▸ **AIM**
Copy each of the following entries word for word, without changing anything.

▸ **SOURCE RECORDS**
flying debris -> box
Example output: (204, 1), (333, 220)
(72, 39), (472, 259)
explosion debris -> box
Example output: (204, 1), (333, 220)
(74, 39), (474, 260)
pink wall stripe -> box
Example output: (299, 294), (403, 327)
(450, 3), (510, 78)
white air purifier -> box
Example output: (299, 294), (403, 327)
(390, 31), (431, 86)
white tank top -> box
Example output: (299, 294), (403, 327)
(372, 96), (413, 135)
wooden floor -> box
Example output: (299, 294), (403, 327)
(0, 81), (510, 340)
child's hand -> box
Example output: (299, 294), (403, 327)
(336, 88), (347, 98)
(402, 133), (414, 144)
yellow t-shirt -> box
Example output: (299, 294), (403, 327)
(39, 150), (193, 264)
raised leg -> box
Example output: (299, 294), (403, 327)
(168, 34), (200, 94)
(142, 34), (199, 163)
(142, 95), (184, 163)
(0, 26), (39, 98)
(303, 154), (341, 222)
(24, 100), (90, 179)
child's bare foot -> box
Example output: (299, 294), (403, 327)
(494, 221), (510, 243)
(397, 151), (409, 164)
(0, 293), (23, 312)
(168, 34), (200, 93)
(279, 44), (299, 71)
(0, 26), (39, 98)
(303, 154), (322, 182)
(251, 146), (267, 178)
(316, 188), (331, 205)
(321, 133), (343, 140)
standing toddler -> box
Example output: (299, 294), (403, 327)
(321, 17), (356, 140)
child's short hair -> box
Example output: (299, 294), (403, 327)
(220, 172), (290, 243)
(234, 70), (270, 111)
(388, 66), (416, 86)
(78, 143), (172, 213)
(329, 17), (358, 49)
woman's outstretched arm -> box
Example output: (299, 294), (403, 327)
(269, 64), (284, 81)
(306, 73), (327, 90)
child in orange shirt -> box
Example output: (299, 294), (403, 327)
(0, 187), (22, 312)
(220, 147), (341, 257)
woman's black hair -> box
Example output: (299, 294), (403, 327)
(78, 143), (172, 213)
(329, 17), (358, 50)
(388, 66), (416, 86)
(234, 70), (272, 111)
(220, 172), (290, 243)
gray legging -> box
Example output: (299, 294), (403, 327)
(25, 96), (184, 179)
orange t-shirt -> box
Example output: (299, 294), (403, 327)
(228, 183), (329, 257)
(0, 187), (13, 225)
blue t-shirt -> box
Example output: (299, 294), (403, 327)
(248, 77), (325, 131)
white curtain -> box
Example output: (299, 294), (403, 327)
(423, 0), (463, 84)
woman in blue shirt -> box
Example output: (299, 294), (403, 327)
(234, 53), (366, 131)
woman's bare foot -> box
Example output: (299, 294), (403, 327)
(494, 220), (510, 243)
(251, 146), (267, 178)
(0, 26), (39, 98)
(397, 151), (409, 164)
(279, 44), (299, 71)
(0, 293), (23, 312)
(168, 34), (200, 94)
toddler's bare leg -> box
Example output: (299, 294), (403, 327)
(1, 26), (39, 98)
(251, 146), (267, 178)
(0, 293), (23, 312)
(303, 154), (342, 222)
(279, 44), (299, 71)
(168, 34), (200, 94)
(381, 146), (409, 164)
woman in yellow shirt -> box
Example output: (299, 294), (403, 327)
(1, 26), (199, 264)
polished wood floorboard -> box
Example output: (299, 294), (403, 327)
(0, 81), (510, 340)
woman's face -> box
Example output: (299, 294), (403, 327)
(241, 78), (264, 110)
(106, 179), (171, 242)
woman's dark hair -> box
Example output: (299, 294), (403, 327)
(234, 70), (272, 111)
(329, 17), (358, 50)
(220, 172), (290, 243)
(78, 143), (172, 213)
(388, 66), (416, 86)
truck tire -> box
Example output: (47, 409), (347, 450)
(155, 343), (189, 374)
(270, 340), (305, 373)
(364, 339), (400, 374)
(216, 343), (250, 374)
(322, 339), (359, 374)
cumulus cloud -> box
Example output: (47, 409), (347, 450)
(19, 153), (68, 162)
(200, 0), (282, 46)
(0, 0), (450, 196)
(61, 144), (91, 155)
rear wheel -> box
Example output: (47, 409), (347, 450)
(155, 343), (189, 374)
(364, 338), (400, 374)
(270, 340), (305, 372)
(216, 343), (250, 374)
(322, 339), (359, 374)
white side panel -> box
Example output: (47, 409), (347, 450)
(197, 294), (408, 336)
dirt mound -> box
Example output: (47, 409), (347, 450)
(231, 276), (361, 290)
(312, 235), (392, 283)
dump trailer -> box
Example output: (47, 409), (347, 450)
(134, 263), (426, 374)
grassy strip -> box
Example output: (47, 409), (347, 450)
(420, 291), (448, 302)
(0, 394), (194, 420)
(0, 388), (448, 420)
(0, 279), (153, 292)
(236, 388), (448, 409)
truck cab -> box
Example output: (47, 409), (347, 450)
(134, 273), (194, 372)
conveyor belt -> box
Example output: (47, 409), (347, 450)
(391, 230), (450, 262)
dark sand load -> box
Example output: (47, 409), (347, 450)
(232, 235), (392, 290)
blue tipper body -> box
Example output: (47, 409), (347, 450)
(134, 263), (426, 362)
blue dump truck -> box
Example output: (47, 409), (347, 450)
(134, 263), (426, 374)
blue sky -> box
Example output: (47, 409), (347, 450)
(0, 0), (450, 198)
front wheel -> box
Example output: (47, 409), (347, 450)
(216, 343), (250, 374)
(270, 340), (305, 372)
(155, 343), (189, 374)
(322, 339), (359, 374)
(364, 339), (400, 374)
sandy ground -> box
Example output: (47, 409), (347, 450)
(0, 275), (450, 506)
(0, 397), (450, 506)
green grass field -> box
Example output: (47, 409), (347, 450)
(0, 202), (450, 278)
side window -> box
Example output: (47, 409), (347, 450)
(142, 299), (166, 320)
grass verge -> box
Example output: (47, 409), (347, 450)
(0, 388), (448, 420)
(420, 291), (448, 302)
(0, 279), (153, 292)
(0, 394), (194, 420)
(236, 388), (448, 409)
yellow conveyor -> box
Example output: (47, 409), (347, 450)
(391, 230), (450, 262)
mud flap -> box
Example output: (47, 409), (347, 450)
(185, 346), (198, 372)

▸ **ANSWER TO THE TASK**
flying debris -> box
Example output: (204, 1), (333, 220)
(72, 39), (472, 259)
explosion debris -> box
Example output: (204, 1), (333, 220)
(74, 39), (474, 260)
pink wall stripe -> box
Example output: (299, 294), (403, 327)
(450, 3), (510, 78)
white air purifier -> box
Example output: (299, 294), (403, 327)
(390, 31), (431, 86)
white tank top -> box
Example output: (299, 294), (403, 327)
(372, 96), (413, 135)
wooden floor -> box
Example output: (299, 294), (403, 327)
(0, 81), (510, 340)
child's hand -> box
Example output: (299, 294), (403, 327)
(336, 88), (347, 98)
(402, 133), (414, 144)
yellow t-shirt -> box
Example output: (299, 294), (403, 327)
(39, 150), (193, 264)
raised leg -> box
Example output: (299, 294), (403, 327)
(168, 34), (200, 94)
(142, 34), (199, 163)
(142, 95), (184, 163)
(0, 26), (39, 98)
(303, 154), (341, 222)
(24, 100), (90, 179)
child's bare foot -> box
Example output: (299, 294), (403, 327)
(494, 221), (510, 243)
(397, 151), (409, 164)
(0, 293), (23, 312)
(168, 34), (200, 93)
(279, 44), (299, 71)
(0, 26), (39, 98)
(303, 154), (322, 182)
(251, 146), (267, 178)
(316, 188), (331, 205)
(321, 133), (343, 140)
standing toddler -> box
Example output: (299, 294), (403, 327)
(321, 17), (356, 140)
child's short hair -> box
Example output: (299, 294), (403, 327)
(220, 172), (290, 243)
(234, 70), (270, 111)
(388, 66), (416, 86)
(78, 143), (172, 213)
(329, 17), (358, 49)
woman's outstretched arm -> box
Example output: (299, 294), (403, 327)
(269, 64), (284, 81)
(306, 73), (327, 90)
child in orange shirt -> box
Example output: (299, 294), (403, 327)
(0, 187), (22, 312)
(220, 147), (341, 257)
woman's black hair -> box
Example output: (299, 294), (403, 327)
(78, 143), (172, 213)
(329, 17), (358, 50)
(388, 66), (416, 86)
(234, 70), (272, 111)
(220, 172), (290, 243)
gray legging -> box
Example output: (299, 294), (403, 327)
(25, 96), (184, 179)
orange t-shirt -> box
Example output: (299, 294), (403, 327)
(228, 183), (329, 257)
(0, 187), (13, 225)
blue t-shirt -> box
Example output: (299, 294), (403, 327)
(248, 77), (325, 131)
white curtain -> box
Example output: (299, 294), (403, 327)
(423, 0), (463, 84)
woman in blue shirt -> box
Example output: (299, 294), (403, 327)
(234, 53), (366, 131)
woman's bare foot -> box
Example output: (299, 294), (403, 327)
(494, 220), (510, 243)
(251, 146), (267, 178)
(0, 26), (39, 98)
(397, 151), (409, 164)
(279, 44), (299, 71)
(0, 293), (23, 312)
(168, 34), (200, 94)
toddler's bare leg -> box
Example output: (299, 294), (403, 327)
(1, 26), (39, 98)
(251, 146), (267, 178)
(0, 293), (23, 312)
(303, 154), (342, 222)
(279, 44), (299, 71)
(168, 34), (200, 94)
(381, 146), (409, 164)
woman in yellow shirt -> box
Example output: (299, 294), (403, 327)
(1, 26), (199, 264)
polished wood floorboard -> box
Example output: (299, 294), (403, 327)
(0, 81), (510, 340)
woman's face -> box
Example output: (299, 294), (403, 327)
(241, 78), (264, 110)
(106, 179), (171, 242)
woman's dark hair -> box
Example output: (299, 294), (403, 327)
(234, 70), (272, 111)
(329, 17), (358, 50)
(220, 172), (290, 243)
(78, 143), (172, 213)
(388, 66), (416, 86)
truck tire -> box
Example output: (47, 409), (347, 450)
(155, 343), (189, 374)
(270, 340), (305, 373)
(364, 339), (400, 374)
(216, 343), (250, 374)
(322, 339), (359, 374)
cumulus cloud -> box
Example output: (47, 409), (347, 450)
(19, 153), (68, 162)
(200, 0), (282, 46)
(0, 0), (450, 196)
(61, 144), (91, 155)
rear wheel -> box
Example output: (47, 409), (347, 450)
(155, 343), (189, 374)
(364, 338), (400, 374)
(270, 340), (305, 372)
(216, 343), (250, 374)
(322, 339), (359, 374)
white side panel -> box
Example output: (47, 409), (347, 450)
(197, 294), (408, 336)
dirt mound -> box
Example output: (47, 409), (347, 450)
(231, 276), (361, 290)
(312, 235), (392, 283)
dump trailer -> box
Example output: (47, 409), (347, 450)
(134, 263), (426, 374)
grassy strip -> box
Example output: (47, 409), (347, 450)
(420, 291), (448, 302)
(0, 394), (194, 420)
(0, 388), (448, 420)
(0, 279), (153, 292)
(236, 388), (448, 409)
truck cab -> box
Example output: (47, 409), (347, 450)
(134, 273), (194, 372)
conveyor belt -> box
Example output: (47, 409), (347, 450)
(391, 230), (450, 262)
dark sand load -> box
Example output: (47, 409), (347, 450)
(232, 235), (392, 290)
blue tipper body -> box
Example output: (47, 409), (347, 450)
(134, 263), (426, 362)
blue dump truck -> box
Example output: (47, 409), (347, 450)
(134, 263), (426, 374)
blue sky -> box
Example output: (47, 409), (347, 450)
(0, 0), (450, 198)
front wheel -> box
Example output: (47, 409), (347, 450)
(216, 343), (250, 374)
(270, 340), (305, 372)
(155, 343), (189, 374)
(322, 339), (359, 374)
(364, 339), (400, 374)
sandy ground -> box
Example output: (47, 409), (347, 450)
(0, 275), (450, 506)
(0, 397), (450, 506)
green grass field -> box
Example output: (47, 409), (347, 450)
(0, 202), (450, 278)
side window -> box
Example output: (47, 409), (347, 450)
(142, 299), (166, 320)
grass verge -> box
Example output: (47, 409), (347, 450)
(0, 388), (448, 420)
(420, 291), (448, 302)
(0, 279), (153, 292)
(0, 394), (194, 420)
(236, 388), (448, 409)
yellow conveyor -> box
Example output: (47, 409), (347, 450)
(391, 230), (450, 262)
mud flap -> box
Example output: (47, 409), (347, 450)
(185, 346), (198, 372)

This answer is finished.